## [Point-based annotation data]
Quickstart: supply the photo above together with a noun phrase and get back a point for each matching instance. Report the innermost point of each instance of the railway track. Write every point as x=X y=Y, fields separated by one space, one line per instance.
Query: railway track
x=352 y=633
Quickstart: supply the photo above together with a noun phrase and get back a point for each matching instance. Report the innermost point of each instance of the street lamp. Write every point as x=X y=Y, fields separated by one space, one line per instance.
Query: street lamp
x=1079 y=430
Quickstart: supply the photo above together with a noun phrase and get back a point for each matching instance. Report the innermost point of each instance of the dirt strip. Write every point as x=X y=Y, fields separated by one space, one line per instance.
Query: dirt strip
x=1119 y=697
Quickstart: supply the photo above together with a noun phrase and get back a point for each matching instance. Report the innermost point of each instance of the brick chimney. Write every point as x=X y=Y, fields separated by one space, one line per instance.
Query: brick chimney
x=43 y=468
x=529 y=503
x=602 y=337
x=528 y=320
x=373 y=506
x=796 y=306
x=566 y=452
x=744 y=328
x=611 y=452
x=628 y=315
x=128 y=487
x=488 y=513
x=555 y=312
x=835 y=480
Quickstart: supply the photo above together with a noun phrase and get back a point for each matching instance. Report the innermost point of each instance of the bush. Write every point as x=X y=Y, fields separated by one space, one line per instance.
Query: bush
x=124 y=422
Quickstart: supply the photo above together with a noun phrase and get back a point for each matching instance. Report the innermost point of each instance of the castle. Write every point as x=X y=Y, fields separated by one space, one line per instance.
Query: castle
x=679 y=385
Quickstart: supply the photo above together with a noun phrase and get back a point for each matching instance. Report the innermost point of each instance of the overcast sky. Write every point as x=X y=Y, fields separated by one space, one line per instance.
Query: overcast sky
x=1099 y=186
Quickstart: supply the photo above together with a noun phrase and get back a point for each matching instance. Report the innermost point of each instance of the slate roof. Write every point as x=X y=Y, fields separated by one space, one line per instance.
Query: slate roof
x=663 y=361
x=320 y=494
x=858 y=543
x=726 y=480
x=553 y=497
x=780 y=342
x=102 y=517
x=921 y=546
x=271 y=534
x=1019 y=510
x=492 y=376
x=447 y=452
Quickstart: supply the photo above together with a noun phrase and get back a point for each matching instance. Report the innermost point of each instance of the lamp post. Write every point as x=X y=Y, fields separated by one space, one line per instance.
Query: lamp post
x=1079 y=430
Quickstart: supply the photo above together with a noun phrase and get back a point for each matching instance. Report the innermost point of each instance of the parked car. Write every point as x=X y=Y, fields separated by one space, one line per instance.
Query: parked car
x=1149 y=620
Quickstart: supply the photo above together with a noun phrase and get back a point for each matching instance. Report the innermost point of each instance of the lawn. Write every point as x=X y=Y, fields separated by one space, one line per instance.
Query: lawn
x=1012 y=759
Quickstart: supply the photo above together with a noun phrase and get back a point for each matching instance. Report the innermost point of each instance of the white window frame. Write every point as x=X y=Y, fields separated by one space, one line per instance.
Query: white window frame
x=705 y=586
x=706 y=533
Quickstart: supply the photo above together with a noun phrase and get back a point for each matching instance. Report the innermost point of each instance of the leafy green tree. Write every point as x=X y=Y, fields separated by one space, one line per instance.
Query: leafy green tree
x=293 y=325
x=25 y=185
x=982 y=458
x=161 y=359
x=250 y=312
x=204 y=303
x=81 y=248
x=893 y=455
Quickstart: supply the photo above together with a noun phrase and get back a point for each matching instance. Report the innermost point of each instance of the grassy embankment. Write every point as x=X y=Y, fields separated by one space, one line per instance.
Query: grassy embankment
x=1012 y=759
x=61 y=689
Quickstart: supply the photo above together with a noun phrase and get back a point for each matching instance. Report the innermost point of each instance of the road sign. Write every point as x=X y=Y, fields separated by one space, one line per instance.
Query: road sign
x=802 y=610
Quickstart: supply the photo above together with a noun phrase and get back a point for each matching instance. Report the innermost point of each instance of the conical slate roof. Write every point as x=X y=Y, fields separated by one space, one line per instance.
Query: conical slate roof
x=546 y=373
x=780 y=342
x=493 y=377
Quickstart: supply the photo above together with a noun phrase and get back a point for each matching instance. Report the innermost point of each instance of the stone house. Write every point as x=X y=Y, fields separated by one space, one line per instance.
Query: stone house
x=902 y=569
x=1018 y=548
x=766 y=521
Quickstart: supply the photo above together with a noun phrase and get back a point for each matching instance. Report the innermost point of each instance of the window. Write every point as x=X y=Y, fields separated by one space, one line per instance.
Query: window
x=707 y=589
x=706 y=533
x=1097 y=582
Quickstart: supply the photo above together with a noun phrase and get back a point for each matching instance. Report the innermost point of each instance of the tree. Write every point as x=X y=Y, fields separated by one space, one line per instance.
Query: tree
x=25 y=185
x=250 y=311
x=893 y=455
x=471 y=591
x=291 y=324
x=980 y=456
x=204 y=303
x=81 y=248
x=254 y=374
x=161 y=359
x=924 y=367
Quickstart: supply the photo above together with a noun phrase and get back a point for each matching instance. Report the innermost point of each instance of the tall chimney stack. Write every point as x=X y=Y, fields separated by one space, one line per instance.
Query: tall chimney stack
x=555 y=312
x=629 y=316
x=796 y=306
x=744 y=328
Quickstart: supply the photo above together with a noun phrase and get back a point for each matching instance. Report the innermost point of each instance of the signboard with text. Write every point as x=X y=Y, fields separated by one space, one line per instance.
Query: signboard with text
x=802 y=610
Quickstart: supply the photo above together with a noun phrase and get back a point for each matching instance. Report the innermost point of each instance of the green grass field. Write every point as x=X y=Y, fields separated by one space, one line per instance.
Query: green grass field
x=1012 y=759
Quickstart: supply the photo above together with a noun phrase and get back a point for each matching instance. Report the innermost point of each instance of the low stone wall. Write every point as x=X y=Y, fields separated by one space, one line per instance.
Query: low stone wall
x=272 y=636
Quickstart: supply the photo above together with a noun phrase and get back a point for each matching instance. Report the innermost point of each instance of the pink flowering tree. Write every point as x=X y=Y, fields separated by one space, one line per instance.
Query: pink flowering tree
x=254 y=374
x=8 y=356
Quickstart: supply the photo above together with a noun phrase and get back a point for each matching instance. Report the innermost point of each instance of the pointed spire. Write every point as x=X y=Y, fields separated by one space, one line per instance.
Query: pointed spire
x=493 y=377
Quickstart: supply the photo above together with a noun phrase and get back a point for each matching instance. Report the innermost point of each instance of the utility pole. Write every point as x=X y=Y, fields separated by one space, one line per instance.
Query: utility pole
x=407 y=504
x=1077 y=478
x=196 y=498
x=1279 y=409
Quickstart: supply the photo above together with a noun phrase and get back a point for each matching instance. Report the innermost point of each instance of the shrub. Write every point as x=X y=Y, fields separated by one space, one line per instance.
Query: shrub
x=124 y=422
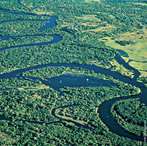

## [Given problem]
Copy out the entire listing above line for line, leaving out the pictures.

## [The completed task]
Quickstart: supply the photo above together with a noun phrase and get back a point for each matching instance. Report the innermost point of each instance of the railway track. Write every point as x=X y=Y, fields separated by one space, one line per instance.
Query: railway track
x=352 y=633
Quickstart: supply the photo above together with a noun phrase and get back a point for each matching instance. Report the innermost point of each instance of the street lamp. Write every point as x=X y=Y, fields separated by one space, one line per instance.
Query: street lamp
x=1079 y=430
Quickstart: supply the photo above together with a noun phrase and get back a point for each matching instance. Report the innermost point of each instance of the dirt strip. Write every point as x=X y=Y, fields separated by one space, one line per instance.
Query: dirt strip
x=1119 y=697
Quickstart: supply the photo above together with a noun phrase and get back a point for each matching instance. Report the innermost point of each instance of the brick chimney. Write every point as x=X y=Y, fields separated by one space, one line per instance.
Query: brick chimney
x=43 y=468
x=529 y=503
x=602 y=337
x=528 y=320
x=373 y=506
x=796 y=306
x=566 y=452
x=744 y=328
x=611 y=452
x=628 y=315
x=128 y=487
x=488 y=513
x=555 y=312
x=835 y=480
Quickstart: supply the photo above together with a noun phrase and get back a point for each matching instance. Report the innermost point of each instance of the bush. Write every point as x=X y=Y, fields separated by one space, one line per instance.
Query: bush
x=124 y=422
Quickstart: supply the photo above together with a noun phrase and get back a point for each matching instance. Report the innermost point of each instance of the castle. Write every point as x=X y=Y, fields separated by one space, one line per instance.
Query: castle
x=679 y=385
Quickstart: supply the photo above together with a noun phrase and get back a point for each matching instance. Report the innermost point of each instance of the overcast sky. Write every point as x=X y=Y, fields separated by one space, one line per instance.
Query: overcast sky
x=1099 y=186
Quickstart: supply the photo above together with a noun phrase and get back a point for each matching instance. Report the innermost point of each instance of the slate roof. Write every point as x=X y=Y, fields separated by one space, one line per instance.
Query: slate roof
x=663 y=361
x=320 y=494
x=858 y=543
x=726 y=480
x=553 y=497
x=780 y=342
x=102 y=517
x=921 y=546
x=271 y=534
x=1019 y=510
x=492 y=376
x=447 y=452
Quickstart: supply the photo above together with a noun phrase and get back a point for each matching instance. Report the innermost point of each instance of the lamp post. Write every point as x=X y=Y, fields separated by one space, one line per instance.
Query: lamp post
x=1079 y=430
Quickstart: supply the photo above together with a noun phrase and get back a point for each matching instance. Report the innermost point of each instance of the parked car. Write every point as x=X y=Y, fields separated by one space, one line per instance.
Query: parked car
x=1149 y=620
Quickstart: supply the photo above together with a noun phrase and get back a point for each matching instance. Report the innermost point of each instance of the lawn. Write every point as x=X y=Y, fields separated by one space, one line per instance.
Query: lawn
x=1012 y=759
Quickstart: supply the photo above together with a noun phrase and get back a point for each matching instance. Report the innermost point of each instance of the white window frame. Write every point as x=X y=Y, fields separated by one space, one line per instance.
Query: white window frame
x=705 y=586
x=706 y=533
Quickstart: supply the photo above together with a noun phrase and get back a point for each matching instance. Report the innermost point of each instance of the leafy green tree. Write every point as x=X y=Y, fields separated by one space, one line per instance.
Query: leafy green tree
x=293 y=325
x=25 y=185
x=982 y=458
x=161 y=359
x=250 y=312
x=204 y=303
x=81 y=248
x=893 y=455
Quickstart: supply the photo above together with a noun phrase and get back a point for each matching instance. Report the innermost point of each instance of the grassy embankment. Write every point as x=X y=Y, fields separated by one space, one line per instance.
Query: grassy embankment
x=1012 y=759
x=61 y=689
Quickstart: supply the photo above together with a noun phrase and get back a point for each matching instance. Report the innermost point of each instance of the road sign. Write every point as x=X y=Y, fields separated by one space, one line per instance.
Query: road sign
x=802 y=610
Quickstart: supply the photo above together with a noun phrase and get back a point for each matching instance. Report the innermost point of each instance of the conical slate roof. Write every point as x=X y=Y, fields separated by one space, one line per instance.
Query: conical slate roof
x=546 y=373
x=780 y=342
x=493 y=377
Quickstart: supply the photo above together with a noun phrase and get back a point for each matching instance. Report the innermost point of each instance of the stone house. Write every point as x=X y=Y, fields separated by one space, one line per instance.
Query: stone house
x=902 y=569
x=1018 y=548
x=766 y=521
Quickstart: supply the photo above together with a noun phrase and get back a point for each matching instance. Report the innermost point of each instance of the window. Write every point as x=X y=Y, fields separated by one space, one line per instance.
Query: window
x=707 y=589
x=706 y=533
x=1097 y=582
Quickstart: supply the photo above together with a noun phrase and get back a point for each matching instance. Report the innermost point of each instance of the tree. Write every point as x=X y=Y, fields separated by one space, one line per instance.
Query: tree
x=25 y=185
x=250 y=311
x=893 y=455
x=471 y=591
x=291 y=324
x=980 y=456
x=204 y=303
x=81 y=248
x=254 y=374
x=161 y=359
x=924 y=367
Quickstart: supply the photo above together with a noun phrase and get back a point for each matching instance. Report the innermost point of each instance of the tall chimney stack. Write every point as x=X y=Y, fields separated by one space, one line per instance.
Query: tall chimney stack
x=555 y=312
x=629 y=316
x=796 y=306
x=744 y=328
Quickstart: supply the photo above together with a noun phrase and get back a point for each matching instance. Report the innermost point of each instance of the signboard with text. Write every point as x=X y=Y, fields separated by one space, one line per instance.
Query: signboard with text
x=802 y=610
Quickstart: supply the photo above together with a noun phrase and get back a point for each matching instance. Report the innermost point of each instance of the green grass field. Write every point as x=X y=Y, fields separated by one space, one line per instance.
Query: green grass field
x=1012 y=759
Quickstart: supply the photo above together with a noun phrase and get back a point for each matching instance. Report the innermost point of each instance of the low stone wall. Write every point as x=X y=Y, fields separated by one space, one line per instance.
Query: low stone wall
x=272 y=636
Quickstart: supply the photo above together with a noun phrase and get back a point for each matching instance. Report the innermost point of each instance of the pink flowering tree. Write every point as x=X y=Y, fields separated by one space, one line per instance.
Query: pink flowering tree
x=254 y=374
x=8 y=356
Quickstart: supply the photo above together with a noun phrase and get back a point for each matching instance. Report the innermost point of each instance of the pointed spire. Write every point as x=X y=Y, fields separated by one space, one line per instance.
Query: pointed spire
x=493 y=377
Quickstart: supply the photo above together with a noun phrase and get back a point for each matching instance. Report the innermost point of each instance of the utility pole. Write every point as x=X y=Y, fields separated by one space, one line per instance.
Query: utility pole
x=407 y=504
x=1077 y=478
x=196 y=498
x=1279 y=409
Quickstart: supply the photo above together with a noun phrase and get back a point for each matching instance. Report the innermost point of each instance of the shrub. Write every point as x=X y=Y, fields separated by one space, one line per instance.
Query: shrub
x=124 y=422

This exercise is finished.